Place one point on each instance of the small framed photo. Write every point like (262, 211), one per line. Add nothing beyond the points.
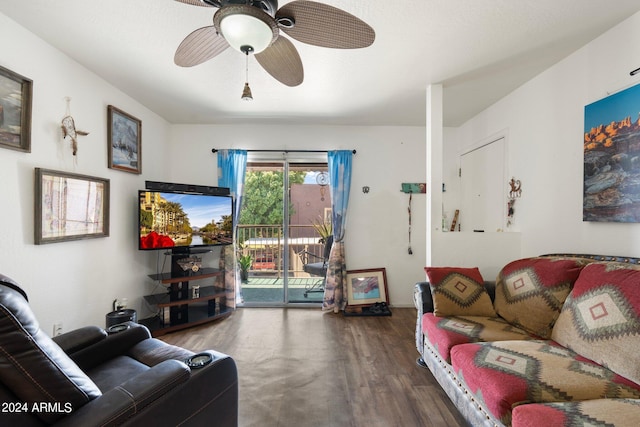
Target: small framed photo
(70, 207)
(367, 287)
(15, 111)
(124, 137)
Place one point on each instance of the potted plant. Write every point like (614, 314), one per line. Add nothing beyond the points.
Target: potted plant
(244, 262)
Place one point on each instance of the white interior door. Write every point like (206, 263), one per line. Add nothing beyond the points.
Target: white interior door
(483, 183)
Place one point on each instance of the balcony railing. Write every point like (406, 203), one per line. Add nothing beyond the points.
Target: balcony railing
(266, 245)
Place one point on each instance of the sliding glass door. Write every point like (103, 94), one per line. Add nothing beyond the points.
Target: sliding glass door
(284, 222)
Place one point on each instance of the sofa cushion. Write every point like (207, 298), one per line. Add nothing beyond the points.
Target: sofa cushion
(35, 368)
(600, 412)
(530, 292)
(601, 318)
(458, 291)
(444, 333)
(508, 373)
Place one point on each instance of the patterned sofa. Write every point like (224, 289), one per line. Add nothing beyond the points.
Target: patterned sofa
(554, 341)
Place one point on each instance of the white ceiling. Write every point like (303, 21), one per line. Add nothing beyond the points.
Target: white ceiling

_Exercise requirements_
Reproduce each line of the data containing the word "Write".

_Answer to the problem_
Place one point on each instance of the small framed photo. Write every point like (262, 211), one per line. Add nothing beyond the points.
Place one point on each instance of the potted plant. Write every point like (614, 314), one per line. Add nothing beyond the points.
Place one point on each instance of the white interior door. Write every point like (206, 263), one per line. Add nothing beyond the points.
Place one point on each instance of the balcony railing. Write every point like (406, 203), one per line. Add nothing beyond the points.
Place one point on each instance of the sliding glass door. Write every point like (103, 94), one per line. Add nothing beyond the points.
Place one point on each instance of the sofa cushion. Write every point like (207, 298), one per line. Add nothing beyond the points.
Place one point on each instance of the patterned sofa. Write every point like (224, 289), one per line. Add nothing beyond the points.
Place one point on each instance of the white ceiling. Write every point like (303, 21), one per line. Add nothing beyond the points.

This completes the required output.